> Task requirements:
Every line of the records that contains the string "canopy" counts once; give the total and nothing else.

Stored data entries
╔══

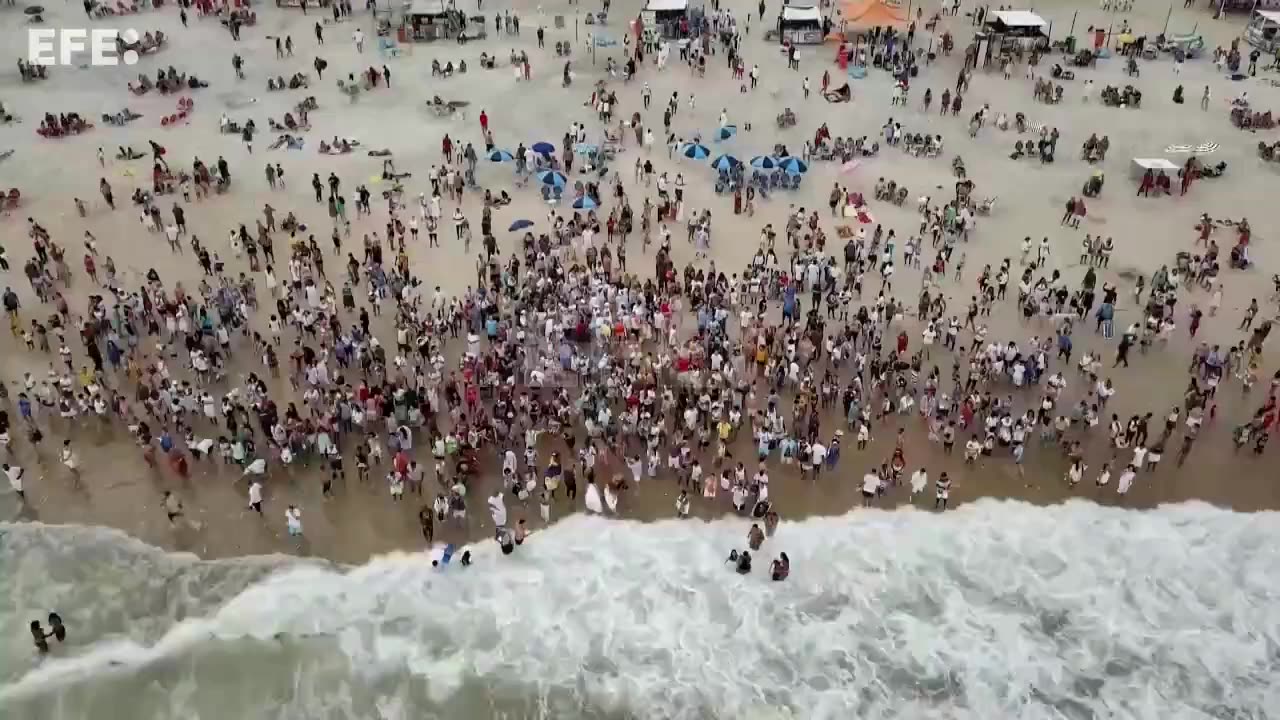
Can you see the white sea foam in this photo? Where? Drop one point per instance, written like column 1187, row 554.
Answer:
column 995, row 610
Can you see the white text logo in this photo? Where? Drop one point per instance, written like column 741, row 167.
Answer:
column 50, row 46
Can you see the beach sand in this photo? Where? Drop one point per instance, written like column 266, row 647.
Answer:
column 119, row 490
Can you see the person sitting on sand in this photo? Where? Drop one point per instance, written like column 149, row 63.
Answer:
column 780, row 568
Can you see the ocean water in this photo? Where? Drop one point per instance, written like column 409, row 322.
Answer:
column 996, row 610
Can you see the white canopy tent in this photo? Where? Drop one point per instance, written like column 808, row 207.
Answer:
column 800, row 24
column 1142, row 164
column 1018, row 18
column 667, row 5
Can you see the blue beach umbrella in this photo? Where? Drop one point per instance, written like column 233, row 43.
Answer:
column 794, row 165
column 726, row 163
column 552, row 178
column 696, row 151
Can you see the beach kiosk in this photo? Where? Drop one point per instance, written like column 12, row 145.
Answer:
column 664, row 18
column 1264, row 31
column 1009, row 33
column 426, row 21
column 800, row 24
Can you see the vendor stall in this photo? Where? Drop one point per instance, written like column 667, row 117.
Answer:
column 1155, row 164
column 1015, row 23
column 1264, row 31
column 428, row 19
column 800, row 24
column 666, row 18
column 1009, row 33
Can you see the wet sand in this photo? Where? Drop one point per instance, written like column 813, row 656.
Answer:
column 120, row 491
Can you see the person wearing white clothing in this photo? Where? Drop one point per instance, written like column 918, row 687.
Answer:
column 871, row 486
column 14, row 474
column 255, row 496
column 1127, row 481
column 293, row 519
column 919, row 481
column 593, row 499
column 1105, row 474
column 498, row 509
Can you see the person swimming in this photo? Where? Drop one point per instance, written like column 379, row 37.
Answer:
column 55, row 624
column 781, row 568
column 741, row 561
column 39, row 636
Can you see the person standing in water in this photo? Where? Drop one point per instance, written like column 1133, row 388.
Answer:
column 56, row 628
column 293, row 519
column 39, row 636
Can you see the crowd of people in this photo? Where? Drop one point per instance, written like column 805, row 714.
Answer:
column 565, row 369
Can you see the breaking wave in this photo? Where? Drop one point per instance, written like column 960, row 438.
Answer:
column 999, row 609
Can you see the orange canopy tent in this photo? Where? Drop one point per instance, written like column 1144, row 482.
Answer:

╚══

> Expected answer:
2